• _Seitenauszug_:
Auch wenn sie über eine Anfahr- und Schiebehilfe bis 6 km/h verfügen, sind sie Fahrrädern gleichzusetzen, solange der Antrieb über 25 km/h liegende Geschwindigkeiten nicht unterstützt (OLG Hamm DAR 2013, 712; OLG Hamm NZV 2014, 482). Zur rechtlichen Einordnung siehe § 27 Rdn 5, § 37 Rdn 30.
Dagegen sind Elektroroller ohne Weiteres Kraftfahrzeuge (AG Löbau NJW 2018, 530).
2. Endgültiger Entzug höchstwahrscheinlich
Rz. 8
Beschlagnahme und vorläufige Entziehung stehen nebeneinander und haben identische Grundvoraussetzungen (BGHSt 22, 385), d.h. es muss ein dringender Tatverdacht bestehen, ein für § 170 StPO ausreichender genügt. Darüber hinaus muss der endgültige Entzug höchstwahrscheinlich sein, deshalb muss im Zeitpunkt der Entscheidung eine hohe, fast an Gewissheit grenzende Wahrscheinlichkeit bestehen, dass die Fahrerlaubnis im Urteil entzogen werden wird (OLG Düsseldorf DAR 1992, 187; BVerfG VRS 90, 1). Erforderlich ist, wie nach § 112 StPO für den Haftbefehl, ein hoher Grad von Wahrscheinlichkeit hierfür (LG Zweibrücken BA 2002, 287).
Es müssen deshalb zunächst einmal die Voraussetzungen des § 69 StGB erfüllt sein, d.h. der Beschuldigte muss anders als bei § 316 StGB ein Kraftfahrzeug geführt haben, weshalb eine mit dem Fahrrad begangene Trunkenheitsfahrt keine vorläufige Entziehung der Fahrerlaubnis rechtfertigt (zur Einordnung von E-Bike, Pedelec und andererseits E-Roller, siehe § 37 Rdn 27). Entgegen der Auffassung des LG Kiel (DAR 2006, 699) kann auch im Falle einer Trunkenheitsfahrt mit einem Motorboot die Fahrerlaubnis nicht entzogen werden, denn die Definition eines Kraftfahrzeugs hat sich an § 1 Abs. 2 StVG zu orientieren (OLG Oldenburg NJW 1969, 199; BayObLG NZV 1993, 239).

• _Quelldaten_:
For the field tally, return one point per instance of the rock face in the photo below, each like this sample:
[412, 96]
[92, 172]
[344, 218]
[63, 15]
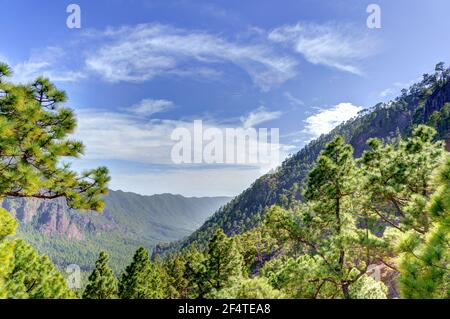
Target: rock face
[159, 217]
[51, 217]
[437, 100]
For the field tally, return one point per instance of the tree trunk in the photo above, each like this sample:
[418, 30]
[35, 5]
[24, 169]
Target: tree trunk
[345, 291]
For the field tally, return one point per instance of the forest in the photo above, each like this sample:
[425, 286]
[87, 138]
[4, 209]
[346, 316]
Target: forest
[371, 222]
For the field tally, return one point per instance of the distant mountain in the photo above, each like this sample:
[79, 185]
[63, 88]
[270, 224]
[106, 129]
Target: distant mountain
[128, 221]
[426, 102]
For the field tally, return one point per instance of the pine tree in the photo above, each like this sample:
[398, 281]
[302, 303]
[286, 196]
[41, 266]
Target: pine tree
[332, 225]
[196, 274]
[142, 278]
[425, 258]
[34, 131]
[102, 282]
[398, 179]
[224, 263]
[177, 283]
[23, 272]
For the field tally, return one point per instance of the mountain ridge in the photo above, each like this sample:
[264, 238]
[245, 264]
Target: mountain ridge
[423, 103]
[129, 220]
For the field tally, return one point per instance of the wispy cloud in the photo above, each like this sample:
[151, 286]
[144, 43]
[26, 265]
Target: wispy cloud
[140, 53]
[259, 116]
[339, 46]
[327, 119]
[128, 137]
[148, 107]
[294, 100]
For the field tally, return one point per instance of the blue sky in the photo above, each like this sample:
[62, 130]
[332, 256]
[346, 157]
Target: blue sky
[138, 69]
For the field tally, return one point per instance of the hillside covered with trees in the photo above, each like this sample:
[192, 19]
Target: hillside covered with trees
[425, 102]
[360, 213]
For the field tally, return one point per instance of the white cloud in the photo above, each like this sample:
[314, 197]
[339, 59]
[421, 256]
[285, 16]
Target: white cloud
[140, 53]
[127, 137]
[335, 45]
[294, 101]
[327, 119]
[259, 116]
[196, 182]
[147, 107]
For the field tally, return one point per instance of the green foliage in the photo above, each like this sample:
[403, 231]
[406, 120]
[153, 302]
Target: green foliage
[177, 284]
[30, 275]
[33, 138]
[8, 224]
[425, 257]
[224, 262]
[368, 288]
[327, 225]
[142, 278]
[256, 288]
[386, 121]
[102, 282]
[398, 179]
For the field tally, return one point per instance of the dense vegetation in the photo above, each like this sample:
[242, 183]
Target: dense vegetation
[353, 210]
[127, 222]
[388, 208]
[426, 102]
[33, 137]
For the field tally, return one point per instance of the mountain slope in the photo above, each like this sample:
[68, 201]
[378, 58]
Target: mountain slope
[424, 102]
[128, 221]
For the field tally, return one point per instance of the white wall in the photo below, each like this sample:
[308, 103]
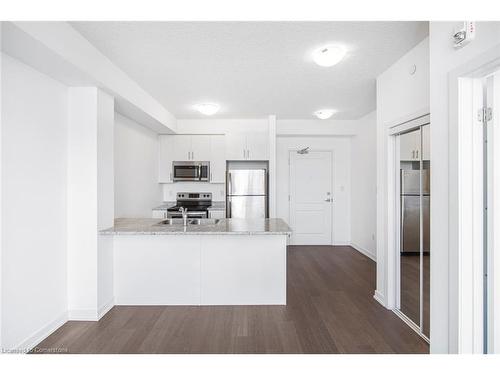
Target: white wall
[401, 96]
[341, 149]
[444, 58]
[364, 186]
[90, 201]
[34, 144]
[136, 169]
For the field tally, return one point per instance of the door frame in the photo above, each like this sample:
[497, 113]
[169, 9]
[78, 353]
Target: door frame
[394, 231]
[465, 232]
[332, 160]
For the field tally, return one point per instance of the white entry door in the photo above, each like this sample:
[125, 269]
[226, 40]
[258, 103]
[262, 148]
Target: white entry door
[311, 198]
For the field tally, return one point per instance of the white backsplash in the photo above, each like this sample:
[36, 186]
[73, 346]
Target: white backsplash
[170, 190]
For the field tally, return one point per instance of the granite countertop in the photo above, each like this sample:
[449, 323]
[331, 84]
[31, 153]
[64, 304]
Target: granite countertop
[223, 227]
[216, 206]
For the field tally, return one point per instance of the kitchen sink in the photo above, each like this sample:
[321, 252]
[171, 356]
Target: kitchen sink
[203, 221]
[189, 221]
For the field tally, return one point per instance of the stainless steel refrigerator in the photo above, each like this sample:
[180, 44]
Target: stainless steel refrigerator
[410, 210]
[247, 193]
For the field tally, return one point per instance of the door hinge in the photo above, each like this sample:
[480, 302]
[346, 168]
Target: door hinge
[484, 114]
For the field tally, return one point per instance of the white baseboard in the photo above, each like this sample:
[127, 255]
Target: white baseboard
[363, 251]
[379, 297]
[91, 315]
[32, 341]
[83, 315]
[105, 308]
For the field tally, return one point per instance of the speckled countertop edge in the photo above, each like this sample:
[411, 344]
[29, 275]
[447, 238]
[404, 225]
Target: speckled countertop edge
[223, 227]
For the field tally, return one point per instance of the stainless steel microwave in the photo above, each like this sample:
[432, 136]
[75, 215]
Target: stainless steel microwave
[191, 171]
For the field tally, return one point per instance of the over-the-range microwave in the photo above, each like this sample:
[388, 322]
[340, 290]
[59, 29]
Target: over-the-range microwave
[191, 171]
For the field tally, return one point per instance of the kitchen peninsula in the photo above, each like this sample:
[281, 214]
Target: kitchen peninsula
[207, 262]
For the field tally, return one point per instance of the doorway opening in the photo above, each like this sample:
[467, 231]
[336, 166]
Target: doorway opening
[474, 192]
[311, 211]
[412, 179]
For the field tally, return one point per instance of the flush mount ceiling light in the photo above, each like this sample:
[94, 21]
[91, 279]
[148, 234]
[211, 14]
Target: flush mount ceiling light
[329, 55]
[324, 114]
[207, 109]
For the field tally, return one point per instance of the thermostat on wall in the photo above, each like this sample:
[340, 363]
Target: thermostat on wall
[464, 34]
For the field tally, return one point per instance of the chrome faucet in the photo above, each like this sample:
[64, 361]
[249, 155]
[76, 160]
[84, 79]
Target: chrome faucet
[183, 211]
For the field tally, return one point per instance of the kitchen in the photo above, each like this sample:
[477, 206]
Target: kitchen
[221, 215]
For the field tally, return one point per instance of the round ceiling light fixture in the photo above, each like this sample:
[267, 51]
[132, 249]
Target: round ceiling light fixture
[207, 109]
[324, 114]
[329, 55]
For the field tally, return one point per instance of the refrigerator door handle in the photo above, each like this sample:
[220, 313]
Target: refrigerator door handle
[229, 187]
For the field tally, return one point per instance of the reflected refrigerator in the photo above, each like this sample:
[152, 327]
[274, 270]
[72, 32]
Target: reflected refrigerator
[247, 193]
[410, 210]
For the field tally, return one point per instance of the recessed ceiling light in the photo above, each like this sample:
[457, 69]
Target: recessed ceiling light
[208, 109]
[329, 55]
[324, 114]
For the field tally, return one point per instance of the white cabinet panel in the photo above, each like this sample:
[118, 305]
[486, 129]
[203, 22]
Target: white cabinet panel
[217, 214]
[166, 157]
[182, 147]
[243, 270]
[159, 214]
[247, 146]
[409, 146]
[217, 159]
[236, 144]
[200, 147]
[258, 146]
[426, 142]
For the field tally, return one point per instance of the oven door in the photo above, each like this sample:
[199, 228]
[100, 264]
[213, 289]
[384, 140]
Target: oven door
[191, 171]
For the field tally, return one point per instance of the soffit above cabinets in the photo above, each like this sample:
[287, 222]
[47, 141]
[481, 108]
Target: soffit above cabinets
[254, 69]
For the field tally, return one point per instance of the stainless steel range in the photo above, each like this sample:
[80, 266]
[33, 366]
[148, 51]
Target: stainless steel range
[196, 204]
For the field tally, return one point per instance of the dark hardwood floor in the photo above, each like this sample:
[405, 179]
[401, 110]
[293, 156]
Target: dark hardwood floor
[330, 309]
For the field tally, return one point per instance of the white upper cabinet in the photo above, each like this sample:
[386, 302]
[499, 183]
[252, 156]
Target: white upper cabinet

• _Aufgabenliste_:
A - Aktualisiere im Auszug zur vorläufigen Entziehung der Fahrerlaubnis den Abschnitt, der mit „2. Endgültiger Entzug“ beginnt und mit „BA 2002, 287).“ endet, indem du „Beschlagnahme“ durch „Sicherstellung“ ersetzt und den Abschnitt so wiedergibst.
B - Schreibe den Auszug zur vorläufigen Entziehung der Fahrerlaubnis im Anschluss an seinen letzten Satz weiter.
Die Zeilen sind vom Text getrenntes, eigenständiges Material.

• _Lösungen_:
A -
2. Endgültiger Entzug höchstwahrscheinlich
Rz. 8
Sicherstellung und vorläufige Entziehung stehen nebeneinander und haben identische Grundvoraussetzungen (BGHSt 22, 385), d.h. es muss ein dringender Tatverdacht bestehen, ein für § 170 StPO ausreichender genügt. Darüber hinaus muss der endgültige Entzug höchstwahrscheinlich sein, deshalb muss im Zeitpunkt der Entscheidung eine hohe, fast an Gewissheit grenzende Wahrscheinlichkeit bestehen, dass die Fahrerlaubnis im Urteil entzogen werden wird (OLG Düsseldorf DAR 1992, 187; BVerfG VRS 90, 1). Erforderlich ist, wie nach § 112 StPO für den Haftbefehl, ein hoher Grad von Wahrscheinlichkeit hierfür (LG Zweibrücken BA 2002, 287).

B -
Rz. 9
Wird dem Mandanten ein Regelfall des § 69 Abs. 2 StGB vorgeworfen und besteht ein dringender Tatverdacht, ist jede weitere Diskussion über die Berechtigung der Beschlagnahme bzw. vorläufigen Entziehung sinnlos, es sei denn, es läge ein extremer Ausnahmefall vor (siehe hierzu § 57 Rdn 17 ff.).
Rz. 10
Tipp
Bei der Beurteilung der Frage, ob eine endgültige Entziehung zu erwarten ist, sind alle Umstände des Einzelfalles mit zu berücksichtigen. Sind z.B. Angaben des Beschuldigten wegen Verstoßes gegen die Belehrungspflicht nicht verwertbar und sonstige Beweismittel nicht vorhanden, liegen dann keine dringenden Gründe für die Annahme vor, dem Beschuldigten werde die Fahrerlaubnis gem. § 69 StGB in der Hauptverhandlung entzogen, wenn die Verteidigung angekündigt hatte, der Verwertung der Angaben des Betroffenen bzw. der Vernehmung der Vernehmungsperson zu widersprechen (LG Koblenz zfs 2002, 406).
3. Dringender Tatverdacht
Rz. 11
Dringender Tatverdacht besteht, wenn die Wahrscheinlichkeit groß ist, dass der Beschuldigte Täter der ihm vorgeworfenen Straftat ist. Die Prüfung des hinreichenden Tatverdachts erfolgt aufgrund des gegenwärtigen Standes der Ermittlungen (BGH NStZ 1981, 94), der sich durchaus ändern kann. Im Zeitpunkt der richterlichen Entscheidung muss der dringende Tatverdacht stets stärker als ein hinreichender sein. Er muss sich auf bestimmte Tatsachen stützen und nicht nur auf Vermutungen.
4. Verfassungsgemäß
Rz. 12
Die vorläufige Entziehung bzw. die Beschlagnahme der Fahrerlaubnis ist angesichts der Gefahren, die durch die Teilnahme ungeeigneter Kraftfahrer am Straßenverkehr drohen, verfassungsrechtlich unbedenklich. Die einem Beschuldigten in beruflicher und in privater Hinsicht entstehenden Nachteile müssen daher in Kauf genommen werden (BVerfG DAR 1998, 466; NJW 2005, 1767; LG Berlin VRS 133, Nr. 2), zumal das Prinzip der Verhältnismäßigkeit bereits bei der Feststellung geprüft ist, ob die Voraussetzungen des § 69 Abs. 1 S. 1 StGB vorliegen (BGH NJW 2004, 3499).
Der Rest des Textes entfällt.